Stored items
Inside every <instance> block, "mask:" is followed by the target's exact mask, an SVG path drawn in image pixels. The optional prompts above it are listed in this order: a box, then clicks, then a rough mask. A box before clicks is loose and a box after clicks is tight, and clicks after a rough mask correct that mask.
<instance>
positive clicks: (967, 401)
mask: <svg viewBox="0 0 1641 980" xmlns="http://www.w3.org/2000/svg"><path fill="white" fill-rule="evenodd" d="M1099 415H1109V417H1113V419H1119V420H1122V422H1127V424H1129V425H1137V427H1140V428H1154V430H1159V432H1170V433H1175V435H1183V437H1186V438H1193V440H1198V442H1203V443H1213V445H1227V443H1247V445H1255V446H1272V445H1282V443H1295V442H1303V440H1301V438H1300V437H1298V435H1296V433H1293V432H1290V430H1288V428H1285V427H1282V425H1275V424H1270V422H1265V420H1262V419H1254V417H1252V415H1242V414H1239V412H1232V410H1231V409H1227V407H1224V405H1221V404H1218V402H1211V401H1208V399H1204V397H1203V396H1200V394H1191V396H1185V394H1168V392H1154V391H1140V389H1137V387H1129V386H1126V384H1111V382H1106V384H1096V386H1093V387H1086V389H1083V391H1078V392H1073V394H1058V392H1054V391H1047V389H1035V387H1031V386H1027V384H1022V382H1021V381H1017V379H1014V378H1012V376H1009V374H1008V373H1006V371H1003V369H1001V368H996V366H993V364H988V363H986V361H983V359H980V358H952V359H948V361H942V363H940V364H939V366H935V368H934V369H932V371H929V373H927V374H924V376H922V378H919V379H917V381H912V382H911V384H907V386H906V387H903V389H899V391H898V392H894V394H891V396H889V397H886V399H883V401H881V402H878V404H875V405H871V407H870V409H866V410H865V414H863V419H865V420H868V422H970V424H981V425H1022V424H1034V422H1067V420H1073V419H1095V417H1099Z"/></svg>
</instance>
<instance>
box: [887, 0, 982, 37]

# ABOUT THIS EXERCISE
Each entry needs to be given again exactly as it stands.

# ANSWER BELOW
Inside every <instance> block, "mask:" is followed by the target's exact mask, an SVG path drawn in image pixels. The optional prompts above it are listed in this order: a box, then clicks, then a rough mask. A box before clicks is loose and a box after clicks is tight, and clicks after a rough mask correct that mask.
<instance>
positive clicks: (967, 401)
mask: <svg viewBox="0 0 1641 980" xmlns="http://www.w3.org/2000/svg"><path fill="white" fill-rule="evenodd" d="M1099 415H1109V417H1113V419H1119V420H1122V422H1127V424H1129V425H1137V427H1140V428H1154V430H1159V432H1170V433H1175V435H1183V437H1186V438H1193V440H1198V442H1203V443H1213V445H1227V443H1247V445H1255V446H1272V445H1282V443H1295V442H1303V440H1301V438H1300V437H1298V435H1296V433H1293V432H1290V430H1288V428H1285V427H1282V425H1275V424H1270V422H1265V420H1262V419H1254V417H1252V415H1242V414H1239V412H1232V410H1231V409H1227V407H1224V405H1221V404H1218V402H1211V401H1208V399H1204V397H1203V396H1200V394H1191V396H1185V394H1168V392H1154V391H1140V389H1137V387H1129V386H1126V384H1111V382H1106V384H1096V386H1093V387H1086V389H1083V391H1078V392H1073V394H1058V392H1054V391H1047V389H1035V387H1031V386H1027V384H1022V382H1021V381H1017V379H1014V378H1012V376H1009V374H1008V373H1006V371H1003V369H1001V368H996V366H993V364H988V363H986V361H983V359H980V358H952V359H948V361H942V363H940V364H939V366H935V368H934V369H932V371H929V373H927V374H924V376H922V378H919V379H917V381H912V382H911V384H907V386H906V387H903V389H899V391H898V392H894V394H891V396H889V397H886V399H883V401H881V402H878V404H875V405H871V407H870V409H866V410H865V414H863V419H865V420H868V422H970V424H981V425H1022V424H1034V422H1067V420H1073V419H1095V417H1099Z"/></svg>
</instance>
<instance>
box: [887, 0, 982, 37]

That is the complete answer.